- **ABOUT THIS EXERCISE**
Starting from the first line below, count the lines carrying the string "green" and answer with the count by itself.

--- DATA FOR ANALYSIS Enclosed Below ---

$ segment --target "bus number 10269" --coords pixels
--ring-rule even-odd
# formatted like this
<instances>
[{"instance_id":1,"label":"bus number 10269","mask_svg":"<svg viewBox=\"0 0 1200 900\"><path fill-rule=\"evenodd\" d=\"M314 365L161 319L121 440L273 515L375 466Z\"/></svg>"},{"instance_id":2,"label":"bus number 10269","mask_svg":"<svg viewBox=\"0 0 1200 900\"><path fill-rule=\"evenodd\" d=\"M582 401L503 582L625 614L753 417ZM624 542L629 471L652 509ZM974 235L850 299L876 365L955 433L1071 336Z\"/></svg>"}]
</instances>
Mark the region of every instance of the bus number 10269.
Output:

--- End of Enclosed DATA FOR ANALYSIS ---
--- DATA FOR ANALYSIS Enclosed Below ---

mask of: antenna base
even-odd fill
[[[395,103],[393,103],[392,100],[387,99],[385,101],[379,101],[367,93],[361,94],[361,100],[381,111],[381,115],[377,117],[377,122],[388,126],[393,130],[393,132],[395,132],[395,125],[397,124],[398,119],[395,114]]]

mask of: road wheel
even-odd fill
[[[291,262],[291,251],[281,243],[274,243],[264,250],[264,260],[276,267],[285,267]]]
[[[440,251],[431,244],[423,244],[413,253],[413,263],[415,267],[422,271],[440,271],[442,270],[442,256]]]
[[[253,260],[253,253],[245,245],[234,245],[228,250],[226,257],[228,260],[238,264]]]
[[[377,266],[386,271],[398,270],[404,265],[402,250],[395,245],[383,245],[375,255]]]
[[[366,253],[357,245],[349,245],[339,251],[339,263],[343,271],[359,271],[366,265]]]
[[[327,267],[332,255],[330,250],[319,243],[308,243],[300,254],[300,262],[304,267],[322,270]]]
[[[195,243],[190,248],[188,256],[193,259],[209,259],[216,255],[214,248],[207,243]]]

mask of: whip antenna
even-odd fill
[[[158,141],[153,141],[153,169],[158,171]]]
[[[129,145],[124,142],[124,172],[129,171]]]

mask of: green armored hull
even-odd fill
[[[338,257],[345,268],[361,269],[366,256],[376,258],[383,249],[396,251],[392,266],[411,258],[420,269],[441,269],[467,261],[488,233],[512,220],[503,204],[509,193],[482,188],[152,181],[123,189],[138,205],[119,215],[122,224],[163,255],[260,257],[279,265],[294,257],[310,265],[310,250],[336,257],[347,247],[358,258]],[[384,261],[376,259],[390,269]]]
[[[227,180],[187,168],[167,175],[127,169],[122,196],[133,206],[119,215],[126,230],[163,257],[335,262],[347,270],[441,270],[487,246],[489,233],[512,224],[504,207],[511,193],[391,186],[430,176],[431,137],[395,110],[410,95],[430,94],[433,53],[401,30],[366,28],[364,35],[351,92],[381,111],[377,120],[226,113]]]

--- End of Enclosed DATA FOR ANALYSIS ---
--- DATA FOR ANALYSIS Enclosed Below ---

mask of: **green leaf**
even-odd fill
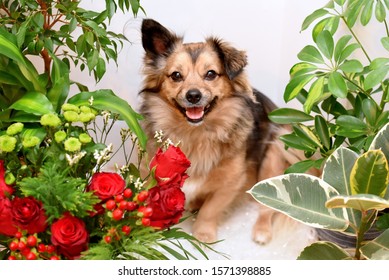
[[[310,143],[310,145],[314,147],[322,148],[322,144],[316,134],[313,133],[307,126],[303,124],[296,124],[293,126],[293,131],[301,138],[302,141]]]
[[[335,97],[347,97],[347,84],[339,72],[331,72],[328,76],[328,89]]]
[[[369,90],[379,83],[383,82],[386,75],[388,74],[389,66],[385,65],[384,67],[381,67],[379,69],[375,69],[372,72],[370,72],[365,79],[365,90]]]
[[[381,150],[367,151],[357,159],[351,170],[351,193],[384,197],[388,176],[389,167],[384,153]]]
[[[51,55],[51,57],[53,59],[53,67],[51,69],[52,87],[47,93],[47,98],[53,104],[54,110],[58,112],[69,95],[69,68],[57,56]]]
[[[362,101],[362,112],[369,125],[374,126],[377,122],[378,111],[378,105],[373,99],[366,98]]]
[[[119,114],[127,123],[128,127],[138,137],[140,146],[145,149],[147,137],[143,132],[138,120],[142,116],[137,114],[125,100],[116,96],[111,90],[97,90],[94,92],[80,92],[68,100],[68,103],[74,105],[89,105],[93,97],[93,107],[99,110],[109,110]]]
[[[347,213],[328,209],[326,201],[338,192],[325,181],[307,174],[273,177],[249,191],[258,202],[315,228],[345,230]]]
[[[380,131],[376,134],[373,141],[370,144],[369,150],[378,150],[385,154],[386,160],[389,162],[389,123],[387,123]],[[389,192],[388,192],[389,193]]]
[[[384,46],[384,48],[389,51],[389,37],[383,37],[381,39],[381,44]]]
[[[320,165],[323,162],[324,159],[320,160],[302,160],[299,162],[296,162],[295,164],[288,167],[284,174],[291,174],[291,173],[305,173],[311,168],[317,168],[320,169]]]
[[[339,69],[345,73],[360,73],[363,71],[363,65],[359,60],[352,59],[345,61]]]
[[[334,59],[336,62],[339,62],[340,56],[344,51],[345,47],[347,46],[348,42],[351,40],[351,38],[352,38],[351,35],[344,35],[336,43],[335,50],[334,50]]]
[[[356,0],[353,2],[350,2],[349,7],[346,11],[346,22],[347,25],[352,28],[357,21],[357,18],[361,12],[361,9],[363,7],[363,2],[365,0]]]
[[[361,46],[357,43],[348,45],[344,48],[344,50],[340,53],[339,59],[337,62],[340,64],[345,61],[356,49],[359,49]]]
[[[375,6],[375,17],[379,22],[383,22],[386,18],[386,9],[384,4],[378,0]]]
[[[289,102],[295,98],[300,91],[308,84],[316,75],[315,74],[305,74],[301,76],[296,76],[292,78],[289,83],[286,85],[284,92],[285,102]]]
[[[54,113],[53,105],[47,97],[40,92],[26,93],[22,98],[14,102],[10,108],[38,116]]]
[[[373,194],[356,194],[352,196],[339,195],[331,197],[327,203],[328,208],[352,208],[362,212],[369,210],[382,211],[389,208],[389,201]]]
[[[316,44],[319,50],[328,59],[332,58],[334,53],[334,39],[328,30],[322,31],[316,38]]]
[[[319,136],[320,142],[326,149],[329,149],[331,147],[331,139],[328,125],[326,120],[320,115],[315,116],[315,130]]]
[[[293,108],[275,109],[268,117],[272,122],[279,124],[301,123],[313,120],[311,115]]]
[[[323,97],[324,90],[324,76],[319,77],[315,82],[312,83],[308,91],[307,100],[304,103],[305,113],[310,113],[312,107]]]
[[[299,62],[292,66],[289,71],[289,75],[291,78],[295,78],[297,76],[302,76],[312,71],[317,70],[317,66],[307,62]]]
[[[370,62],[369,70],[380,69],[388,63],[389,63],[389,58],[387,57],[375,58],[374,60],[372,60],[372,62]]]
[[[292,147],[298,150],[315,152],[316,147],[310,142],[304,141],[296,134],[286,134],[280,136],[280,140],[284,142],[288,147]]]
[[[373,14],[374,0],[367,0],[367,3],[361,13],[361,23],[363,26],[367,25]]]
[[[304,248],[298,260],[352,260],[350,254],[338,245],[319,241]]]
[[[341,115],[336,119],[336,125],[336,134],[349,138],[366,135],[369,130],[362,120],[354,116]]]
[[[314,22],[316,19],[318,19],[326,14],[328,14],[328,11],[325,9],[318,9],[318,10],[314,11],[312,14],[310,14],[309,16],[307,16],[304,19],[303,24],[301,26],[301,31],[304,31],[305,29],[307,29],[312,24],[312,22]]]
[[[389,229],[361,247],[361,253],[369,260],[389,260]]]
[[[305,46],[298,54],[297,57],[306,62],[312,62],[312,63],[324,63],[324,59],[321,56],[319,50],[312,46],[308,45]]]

--- End of Enclosed DATA FOR ANALYSIS ---

- **EXPECTED ANSWER**
2